> **INSTRUCTION**: Rewrite the entries below, substituting "lawn grass" for every occurrence of "green grass" and leaving all other text unchanged. Omit the pictures from your answer.

-- Begin MATERIAL FOR THIS TASK --

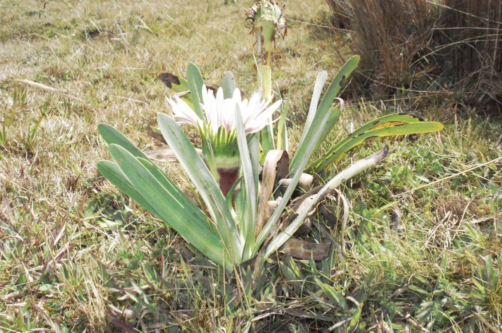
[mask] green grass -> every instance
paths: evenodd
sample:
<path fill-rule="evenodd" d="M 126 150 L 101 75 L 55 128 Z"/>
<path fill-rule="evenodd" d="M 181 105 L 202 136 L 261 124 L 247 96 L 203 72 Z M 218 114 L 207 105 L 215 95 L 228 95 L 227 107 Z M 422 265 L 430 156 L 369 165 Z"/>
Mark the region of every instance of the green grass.
<path fill-rule="evenodd" d="M 499 331 L 502 160 L 487 163 L 502 151 L 494 120 L 443 117 L 439 134 L 355 150 L 332 173 L 384 143 L 392 153 L 344 189 L 346 255 L 281 256 L 252 290 L 99 176 L 96 163 L 108 156 L 98 123 L 142 149 L 158 145 L 147 133 L 169 112 L 156 79 L 163 66 L 182 74 L 193 62 L 213 84 L 229 70 L 244 91 L 254 89 L 242 11 L 251 2 L 221 2 L 0 5 L 0 331 L 122 331 L 125 323 L 140 331 L 307 332 L 342 322 L 334 331 Z M 332 78 L 341 64 L 335 36 L 319 26 L 328 24 L 325 4 L 287 4 L 273 78 L 283 96 L 291 91 L 294 147 L 317 72 Z M 348 107 L 322 149 L 351 122 L 395 107 L 377 102 Z M 164 166 L 182 184 L 175 165 Z M 339 226 L 331 228 L 337 239 Z"/>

-- End MATERIAL FOR THIS TASK --

> **OUTPUT OF THE EXERCISE**:
[mask] lawn grass -> every instance
paths: evenodd
sample:
<path fill-rule="evenodd" d="M 126 150 L 101 75 L 55 128 Z"/>
<path fill-rule="evenodd" d="M 181 105 L 202 136 L 261 124 L 247 96 L 203 72 Z M 218 114 L 207 105 L 215 95 L 228 95 L 227 107 Z M 422 265 L 430 156 L 369 165 Z"/>
Mark the region of every instance of the lawn grass.
<path fill-rule="evenodd" d="M 499 331 L 502 160 L 487 163 L 502 151 L 494 120 L 443 117 L 439 134 L 355 150 L 332 173 L 384 143 L 392 153 L 344 189 L 346 255 L 281 256 L 252 290 L 99 176 L 96 163 L 108 156 L 98 123 L 142 149 L 158 145 L 147 133 L 169 112 L 156 79 L 163 66 L 182 74 L 193 62 L 213 84 L 229 70 L 244 91 L 254 89 L 242 11 L 251 2 L 221 2 L 0 5 L 0 331 L 122 331 L 125 323 L 140 331 L 307 332 L 342 322 L 334 331 Z M 332 78 L 341 64 L 335 36 L 319 26 L 328 24 L 325 4 L 287 4 L 273 78 L 283 96 L 291 91 L 294 147 L 317 72 Z M 348 107 L 322 149 L 351 122 L 395 107 L 377 102 Z M 164 166 L 182 184 L 175 165 Z M 339 226 L 331 228 L 337 239 Z"/>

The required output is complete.